#### [EXTRACTED TEXT]
The good thing about separating stakeholders is that everyone will give correct answers to the questions being asked — their delivery will just be different. “It’s not like there’s one perfect answer. Everyone will be right. This just gives you the opportunity to say, oh I like how this one person said that, or how so-and-so explained this concept. You can see who phrased things succinctly and who has a better grasp of the longer narrative. Then you can combine the best.”
The next step is to build what she calls a messaging document, starting with your most succinct, resonant messaging at the top — maybe it’s just one sentence — “It’s what you want to say at cocktail parties,” she says. Below that, you can dive a little deeper with the three key messages you’d want to share with reporters about the specific problem your company is solving. Under that, you can get more detailed. Then make sure everyone has a copy.
“PR isn’t about hits, it isn’t about placement — it isn’t ‘You pay us and we’ll get you a clip here or a mention on that blog.’ And it isn’t about a first-day bump that gets no traction,” Hammerling says. “It’s about focusing your voice. It’s about finding your place in the market.”
Developing messaging that resonates can be especially hard for complex technical and enterprise companies. As one of the first PR people working with NetSuite in 2003, Hammerling knows better than most. “We were talking about data systems and software as a service before the cloud was a thing, and no one understood,” she says. “We had to simplify it down and not tell the whole story. NetSuite does a lot of things, but I needed to tell just that one main thing.”

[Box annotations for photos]
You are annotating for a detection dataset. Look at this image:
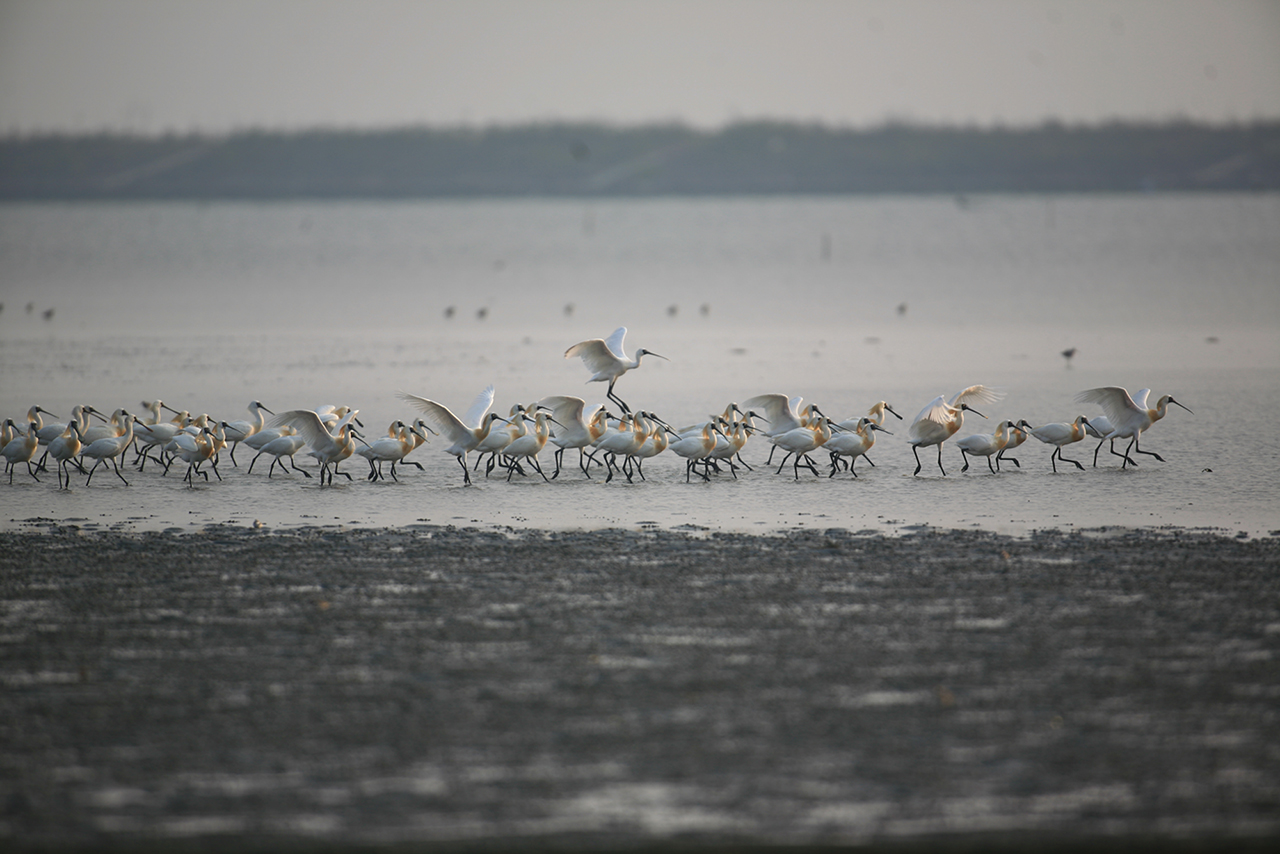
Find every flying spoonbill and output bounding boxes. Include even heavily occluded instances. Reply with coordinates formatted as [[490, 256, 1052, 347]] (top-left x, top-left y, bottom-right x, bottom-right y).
[[564, 326, 671, 412]]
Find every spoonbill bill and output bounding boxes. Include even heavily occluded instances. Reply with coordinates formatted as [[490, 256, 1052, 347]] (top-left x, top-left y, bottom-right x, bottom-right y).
[[564, 326, 671, 412]]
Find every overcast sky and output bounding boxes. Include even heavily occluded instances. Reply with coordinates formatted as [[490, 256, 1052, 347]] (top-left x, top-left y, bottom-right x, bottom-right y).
[[0, 0, 1280, 133]]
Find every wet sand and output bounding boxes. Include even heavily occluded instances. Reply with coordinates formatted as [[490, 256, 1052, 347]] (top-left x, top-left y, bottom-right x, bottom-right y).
[[0, 525, 1280, 851]]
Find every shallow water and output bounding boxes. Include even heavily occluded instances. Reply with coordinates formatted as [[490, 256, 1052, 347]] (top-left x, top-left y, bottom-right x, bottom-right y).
[[0, 196, 1280, 535]]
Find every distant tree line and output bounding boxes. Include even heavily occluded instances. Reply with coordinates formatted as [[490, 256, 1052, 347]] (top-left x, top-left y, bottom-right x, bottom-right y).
[[0, 122, 1280, 200]]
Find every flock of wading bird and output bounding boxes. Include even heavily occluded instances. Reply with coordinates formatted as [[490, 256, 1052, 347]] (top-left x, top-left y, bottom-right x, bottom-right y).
[[0, 326, 1190, 488]]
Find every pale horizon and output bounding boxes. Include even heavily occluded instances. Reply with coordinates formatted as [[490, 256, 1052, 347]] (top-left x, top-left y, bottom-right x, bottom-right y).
[[0, 0, 1280, 134]]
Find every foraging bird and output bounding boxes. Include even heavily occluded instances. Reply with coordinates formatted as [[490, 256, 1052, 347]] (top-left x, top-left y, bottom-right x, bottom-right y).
[[1084, 415, 1120, 469], [397, 385, 507, 484], [996, 419, 1036, 471], [538, 394, 603, 480], [46, 421, 82, 489], [564, 326, 671, 412], [0, 421, 41, 485], [822, 410, 901, 478], [224, 401, 275, 466], [908, 385, 1004, 478], [956, 421, 1021, 474], [81, 410, 133, 487], [1075, 385, 1196, 469], [248, 424, 311, 478], [1032, 415, 1089, 472], [836, 401, 902, 469], [271, 410, 358, 487]]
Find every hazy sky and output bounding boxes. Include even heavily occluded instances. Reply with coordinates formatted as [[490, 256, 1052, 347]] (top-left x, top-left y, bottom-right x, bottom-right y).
[[0, 0, 1280, 133]]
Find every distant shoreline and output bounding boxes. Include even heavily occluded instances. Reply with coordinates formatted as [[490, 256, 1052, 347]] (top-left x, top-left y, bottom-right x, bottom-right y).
[[0, 122, 1280, 201]]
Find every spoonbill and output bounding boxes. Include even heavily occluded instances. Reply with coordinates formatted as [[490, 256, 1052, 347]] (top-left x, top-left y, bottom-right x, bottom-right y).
[[271, 410, 360, 487], [397, 385, 507, 484], [46, 421, 82, 489], [956, 421, 1021, 474], [996, 419, 1036, 471], [908, 385, 1004, 478], [836, 401, 902, 470], [538, 394, 604, 480], [248, 425, 311, 478], [822, 416, 893, 478], [1032, 415, 1089, 472], [564, 326, 671, 412], [81, 410, 133, 487], [1075, 385, 1196, 469], [223, 401, 275, 466], [667, 421, 722, 483], [504, 411, 552, 483], [0, 421, 40, 485]]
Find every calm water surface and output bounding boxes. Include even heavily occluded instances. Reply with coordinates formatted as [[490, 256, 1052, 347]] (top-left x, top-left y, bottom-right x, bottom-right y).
[[0, 195, 1280, 535]]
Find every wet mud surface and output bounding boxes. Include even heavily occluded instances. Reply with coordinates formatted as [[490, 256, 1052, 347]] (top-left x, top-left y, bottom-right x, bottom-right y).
[[0, 525, 1280, 850]]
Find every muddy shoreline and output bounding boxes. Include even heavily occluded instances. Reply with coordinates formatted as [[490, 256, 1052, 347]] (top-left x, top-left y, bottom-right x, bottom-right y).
[[0, 525, 1280, 850]]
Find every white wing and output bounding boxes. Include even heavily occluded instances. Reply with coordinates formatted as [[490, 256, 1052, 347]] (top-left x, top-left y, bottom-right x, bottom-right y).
[[564, 330, 625, 382], [1075, 385, 1149, 426], [462, 385, 493, 430], [396, 392, 475, 444], [604, 326, 627, 360], [742, 394, 804, 435], [271, 410, 335, 448], [909, 394, 951, 435], [950, 385, 1004, 406]]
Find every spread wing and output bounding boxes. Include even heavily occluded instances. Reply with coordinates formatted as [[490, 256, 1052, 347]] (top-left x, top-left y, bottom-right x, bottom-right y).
[[742, 394, 804, 435], [604, 326, 627, 359], [271, 410, 333, 448], [1075, 385, 1149, 424], [564, 338, 626, 382], [950, 385, 1004, 406], [462, 385, 493, 430], [396, 392, 474, 444]]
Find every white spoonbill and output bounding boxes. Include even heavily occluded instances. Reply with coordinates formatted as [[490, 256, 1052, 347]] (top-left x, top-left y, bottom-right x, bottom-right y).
[[397, 385, 507, 484], [564, 326, 671, 412], [1084, 415, 1120, 469], [223, 401, 275, 466], [908, 385, 1004, 478], [1075, 385, 1196, 469], [538, 394, 603, 480], [667, 421, 721, 483], [271, 410, 360, 487], [772, 416, 840, 480], [822, 416, 893, 478], [47, 421, 82, 489], [1032, 415, 1089, 472], [248, 425, 311, 478], [0, 421, 40, 485], [504, 407, 552, 483], [996, 419, 1036, 471], [956, 421, 1021, 474], [81, 412, 133, 487], [836, 401, 902, 469]]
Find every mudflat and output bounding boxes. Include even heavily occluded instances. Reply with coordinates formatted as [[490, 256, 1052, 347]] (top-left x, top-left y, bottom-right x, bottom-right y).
[[0, 525, 1280, 850]]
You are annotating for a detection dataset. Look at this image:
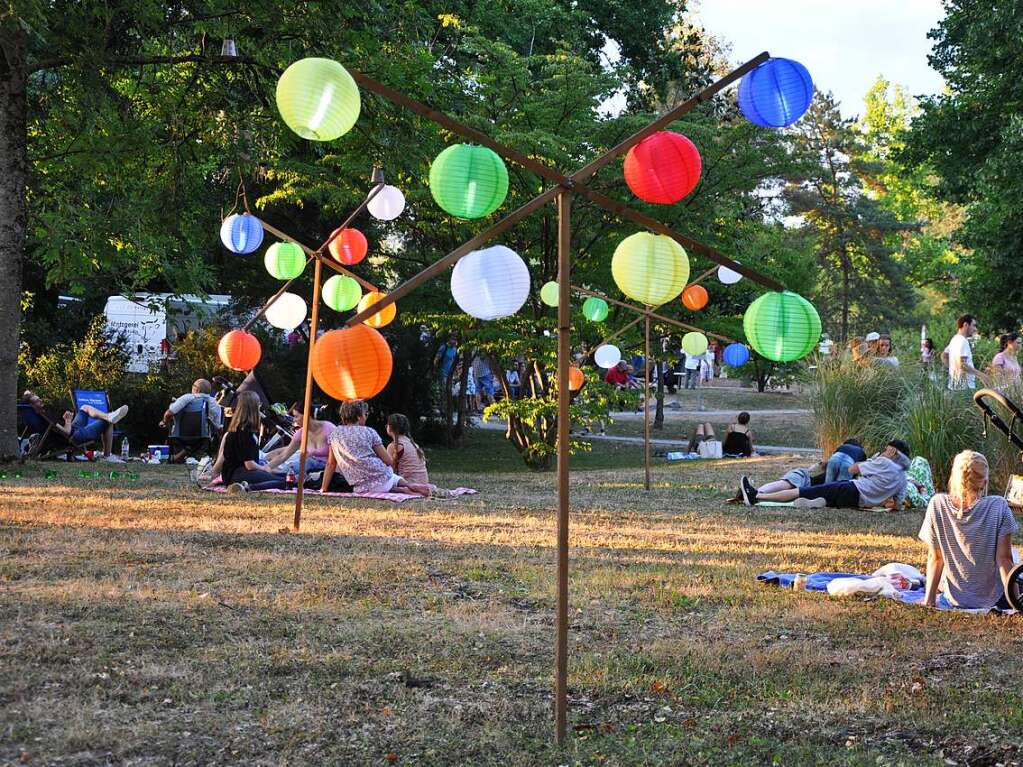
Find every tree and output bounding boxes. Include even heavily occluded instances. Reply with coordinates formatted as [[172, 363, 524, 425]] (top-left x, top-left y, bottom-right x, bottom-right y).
[[901, 0, 1023, 329]]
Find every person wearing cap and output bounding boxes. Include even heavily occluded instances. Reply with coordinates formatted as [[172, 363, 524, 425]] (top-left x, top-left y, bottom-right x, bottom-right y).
[[739, 440, 909, 508]]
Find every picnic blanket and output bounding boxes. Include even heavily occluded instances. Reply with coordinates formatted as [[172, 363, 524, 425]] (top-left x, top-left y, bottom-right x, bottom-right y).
[[205, 484, 476, 503], [757, 570, 1016, 615]]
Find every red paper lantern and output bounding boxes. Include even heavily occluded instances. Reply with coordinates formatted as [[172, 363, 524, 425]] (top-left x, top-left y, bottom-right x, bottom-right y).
[[217, 330, 263, 370], [311, 324, 393, 401], [326, 229, 369, 266], [625, 131, 703, 205], [682, 285, 710, 312], [569, 365, 586, 392]]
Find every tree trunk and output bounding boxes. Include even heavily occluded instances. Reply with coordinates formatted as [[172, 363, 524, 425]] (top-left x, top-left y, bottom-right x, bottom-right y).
[[0, 27, 29, 460]]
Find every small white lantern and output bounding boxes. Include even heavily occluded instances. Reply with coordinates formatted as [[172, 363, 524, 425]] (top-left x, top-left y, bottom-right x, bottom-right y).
[[369, 185, 405, 221], [451, 245, 529, 320], [264, 292, 306, 330], [593, 344, 622, 370]]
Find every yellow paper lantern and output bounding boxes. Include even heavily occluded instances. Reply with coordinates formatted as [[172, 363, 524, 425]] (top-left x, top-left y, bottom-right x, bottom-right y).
[[611, 232, 690, 306]]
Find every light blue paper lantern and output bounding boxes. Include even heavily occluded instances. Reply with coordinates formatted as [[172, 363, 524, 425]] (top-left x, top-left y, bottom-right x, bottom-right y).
[[722, 344, 750, 367], [220, 213, 263, 256], [739, 58, 813, 128]]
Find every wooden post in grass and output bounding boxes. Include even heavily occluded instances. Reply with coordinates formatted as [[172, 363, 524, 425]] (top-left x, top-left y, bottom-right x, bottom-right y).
[[642, 314, 652, 492], [554, 191, 572, 743]]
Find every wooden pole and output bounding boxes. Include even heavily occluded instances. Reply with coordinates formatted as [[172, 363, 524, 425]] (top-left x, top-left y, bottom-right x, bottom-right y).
[[295, 259, 323, 532], [642, 314, 660, 492], [554, 191, 572, 743]]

#### [WHAT THE EXERCISE ASKS]
Please transcribe the article on PR messaging between "The next step" and "has a copy.", inclusive.

#### [RESULT]
The next step is to build what she calls a messaging document, starting with your most succinct, resonant messaging at the top — maybe it’s just one sentence — “It’s what you want to say at cocktail parties,” she says. Below that, you can dive a little deeper with the three key messages you’d want to share with reporters about the specific problem your company is solving. Under that, you can get more detailed. Then make sure everyone has a copy.